[EXERCISE TASK] Output an exact reproduction of the data.

-- start --

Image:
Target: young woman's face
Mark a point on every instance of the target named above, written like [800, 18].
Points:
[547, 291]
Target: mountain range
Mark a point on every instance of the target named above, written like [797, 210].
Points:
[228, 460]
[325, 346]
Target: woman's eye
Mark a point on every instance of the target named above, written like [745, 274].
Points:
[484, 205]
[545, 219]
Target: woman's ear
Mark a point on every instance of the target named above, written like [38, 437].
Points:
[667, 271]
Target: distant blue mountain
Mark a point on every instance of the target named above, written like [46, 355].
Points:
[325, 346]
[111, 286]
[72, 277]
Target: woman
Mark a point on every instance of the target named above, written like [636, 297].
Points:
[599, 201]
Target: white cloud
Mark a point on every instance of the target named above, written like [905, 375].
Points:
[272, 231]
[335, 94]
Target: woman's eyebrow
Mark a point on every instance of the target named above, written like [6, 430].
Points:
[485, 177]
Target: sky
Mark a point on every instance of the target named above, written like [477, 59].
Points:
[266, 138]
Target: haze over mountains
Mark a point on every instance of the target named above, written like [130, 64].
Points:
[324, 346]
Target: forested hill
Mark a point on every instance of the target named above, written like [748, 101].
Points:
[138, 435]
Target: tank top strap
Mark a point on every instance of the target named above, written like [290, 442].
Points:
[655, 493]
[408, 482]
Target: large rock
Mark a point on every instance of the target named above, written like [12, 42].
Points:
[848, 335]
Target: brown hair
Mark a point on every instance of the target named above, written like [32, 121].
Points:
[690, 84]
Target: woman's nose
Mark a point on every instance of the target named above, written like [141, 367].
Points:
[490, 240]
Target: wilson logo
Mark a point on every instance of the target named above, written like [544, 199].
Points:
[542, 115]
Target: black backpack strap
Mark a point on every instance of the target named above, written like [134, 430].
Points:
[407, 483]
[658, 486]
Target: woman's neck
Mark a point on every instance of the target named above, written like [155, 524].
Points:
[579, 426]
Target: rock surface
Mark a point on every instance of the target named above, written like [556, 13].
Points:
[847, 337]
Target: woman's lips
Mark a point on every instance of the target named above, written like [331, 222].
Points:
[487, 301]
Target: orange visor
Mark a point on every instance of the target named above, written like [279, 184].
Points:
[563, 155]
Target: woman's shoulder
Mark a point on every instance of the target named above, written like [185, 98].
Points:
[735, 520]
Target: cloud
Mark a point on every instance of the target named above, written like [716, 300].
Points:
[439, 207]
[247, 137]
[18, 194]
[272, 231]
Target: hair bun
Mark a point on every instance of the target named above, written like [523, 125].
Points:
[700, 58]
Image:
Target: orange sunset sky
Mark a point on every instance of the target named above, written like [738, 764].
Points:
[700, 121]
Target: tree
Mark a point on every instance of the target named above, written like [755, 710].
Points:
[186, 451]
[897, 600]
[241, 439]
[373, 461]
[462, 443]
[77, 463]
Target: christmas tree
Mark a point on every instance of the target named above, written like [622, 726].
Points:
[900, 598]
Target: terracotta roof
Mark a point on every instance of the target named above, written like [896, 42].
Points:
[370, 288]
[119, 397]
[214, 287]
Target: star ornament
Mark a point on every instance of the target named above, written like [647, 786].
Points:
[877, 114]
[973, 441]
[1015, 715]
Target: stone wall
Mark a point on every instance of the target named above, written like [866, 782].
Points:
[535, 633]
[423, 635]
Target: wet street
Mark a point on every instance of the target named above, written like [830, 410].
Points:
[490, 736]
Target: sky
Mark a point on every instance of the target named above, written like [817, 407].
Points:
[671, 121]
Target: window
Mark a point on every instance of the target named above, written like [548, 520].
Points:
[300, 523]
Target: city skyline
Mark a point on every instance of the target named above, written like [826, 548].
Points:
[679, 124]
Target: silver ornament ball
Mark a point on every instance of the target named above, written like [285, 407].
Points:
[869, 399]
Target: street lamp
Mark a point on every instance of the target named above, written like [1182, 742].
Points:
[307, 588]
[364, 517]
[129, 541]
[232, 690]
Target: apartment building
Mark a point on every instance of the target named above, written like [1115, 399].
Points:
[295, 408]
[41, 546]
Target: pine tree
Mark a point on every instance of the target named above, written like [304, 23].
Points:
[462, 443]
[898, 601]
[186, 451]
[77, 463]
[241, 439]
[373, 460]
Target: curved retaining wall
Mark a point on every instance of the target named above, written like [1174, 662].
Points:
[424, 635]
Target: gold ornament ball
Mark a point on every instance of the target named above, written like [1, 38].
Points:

-- end --

[REPLY TO THE EXERCISE]
Image:
Target: young woman's face
Mark a point on every instance of the target named above, written like [800, 18].
Points:
[547, 291]
Target: mountain range
Mark a point on every instance of the target named above, written like [797, 210].
Points:
[228, 460]
[325, 346]
Target: woman's eye
Mark a point on every instance of the target named above, written like [745, 274].
Points:
[484, 205]
[545, 219]
Target: woman's ear
Mark a point on every instance of the target named above, written like [38, 437].
Points:
[667, 271]
Target: distant blue mountain
Mark a point on every instance of the target named above, written like [46, 355].
Points:
[325, 346]
[111, 286]
[72, 277]
Target: woman
Mark a point on every instance of the target named above, written like [636, 297].
Points:
[599, 201]
Target: white cloud
Mark a point on every instance of the target named above, written like [905, 375].
Points:
[272, 231]
[335, 94]
Target: woman's eyebrow
Mark a point on every instance of the target named above, written like [6, 430].
Points:
[485, 177]
Target: sky
Mark a point on every instance of the target named above, written like [477, 59].
Points:
[266, 138]
Target: haze over mountains
Mark a point on every instance of the target named above, written like [130, 64].
Points:
[324, 346]
Target: forested hill
Mark a point on every instance of the target named above, written like [748, 101].
Points:
[138, 435]
Target: tank top strap
Mark a point on every instance of the target named above, written like [290, 442].
Points:
[655, 493]
[408, 482]
Target: large rock
Mark a point on every instance of the target named above, written like [12, 42].
Points:
[848, 335]
Target: brown hair
Mark a point on every instance of the target named above, written like [32, 121].
Points:
[690, 84]
Target: woman's nose
Mark a point on every instance of the target named above, written like [141, 367].
Points:
[490, 240]
Target: wilson logo
Mark a point on every instance of the target named above, written like [544, 199].
Points:
[542, 115]
Target: black backpack strap
Mark a point on every instance of the target named above, written like [134, 430].
Points:
[407, 483]
[658, 486]
Target: woman's neck
Mark a point on every instance of the target named above, written like [155, 524].
Points:
[579, 426]
Target: rock surface
Mark a point on every instance of the target named above, written like [556, 13].
Points:
[847, 337]
Target: woman's lips
Mark a point on every instance of the target named above, written like [331, 222].
Points:
[487, 301]
Target: orange visor
Mark a point on every instance of the target named above, written like [279, 184].
Points:
[563, 155]
Target: woman's shoulder
Mark a point on every instance of the target named above, written like [185, 98].
Points:
[735, 520]
Target: cloud
Mark a point on every instance of the target named above, written like [716, 300].
Points:
[439, 207]
[247, 137]
[18, 194]
[272, 231]
Target: hair bun
Mark a point on every instance of the target named above, written like [523, 125].
Points:
[700, 58]
Image:
Target: orange sunset sky
Mark a point on every instance of the target named above, written like [738, 764].
Points:
[700, 121]
Target: tree
Mark a point on every instance of the target named above, written like [755, 710].
Points:
[186, 451]
[897, 600]
[241, 439]
[373, 461]
[462, 443]
[77, 463]
Target: christmas tree
Mark a point on every instance of the target named above, written like [622, 726].
Points:
[900, 598]
Target: terracotta roof
Mark a point on every instance of the target named above, written like [896, 42].
Points:
[370, 288]
[119, 397]
[214, 287]
Target: star ornament
Mark a point on every instance of the target named above, written like [647, 786].
Points:
[877, 114]
[973, 441]
[1015, 715]
Target: stone wall
Mark a point on every instance of the target named above, written like [866, 782].
Points:
[535, 633]
[423, 635]
Target: wet street
Mark a point on every instance of the target named above, written like [830, 410].
Points:
[490, 736]
Target: sky
Mark a point on every instance of the target named above, written like [817, 407].
Points:
[671, 121]
Target: window
Mark a point on every instance of the target named above, written like [548, 520].
Points:
[300, 523]
Target: city skyline
Mark a point on every instance of the target named above, written like [826, 548].
Points:
[679, 124]
Target: silver ornament ball
Mark a point on every instance of the target named above, written like [285, 407].
Points:
[869, 399]
Target: street lamp
Mark a point on every instance of the target named above, written like [1182, 742].
Points:
[307, 588]
[364, 517]
[129, 541]
[232, 690]
Target: apartment building
Mark a point on every instance of the target named above, written like [1115, 399].
Points:
[295, 408]
[41, 546]
Target: pine tree
Mark a point on every instance of the target named above, written like [304, 23].
Points:
[462, 443]
[898, 601]
[186, 451]
[77, 463]
[241, 439]
[373, 460]
Target: curved retaining wall
Mark a point on every instance of the target named above, written like [1174, 662].
Points:
[424, 635]
Target: gold ornament ball
Mark a point on every instance of the target named above, written like [1, 38].
Points:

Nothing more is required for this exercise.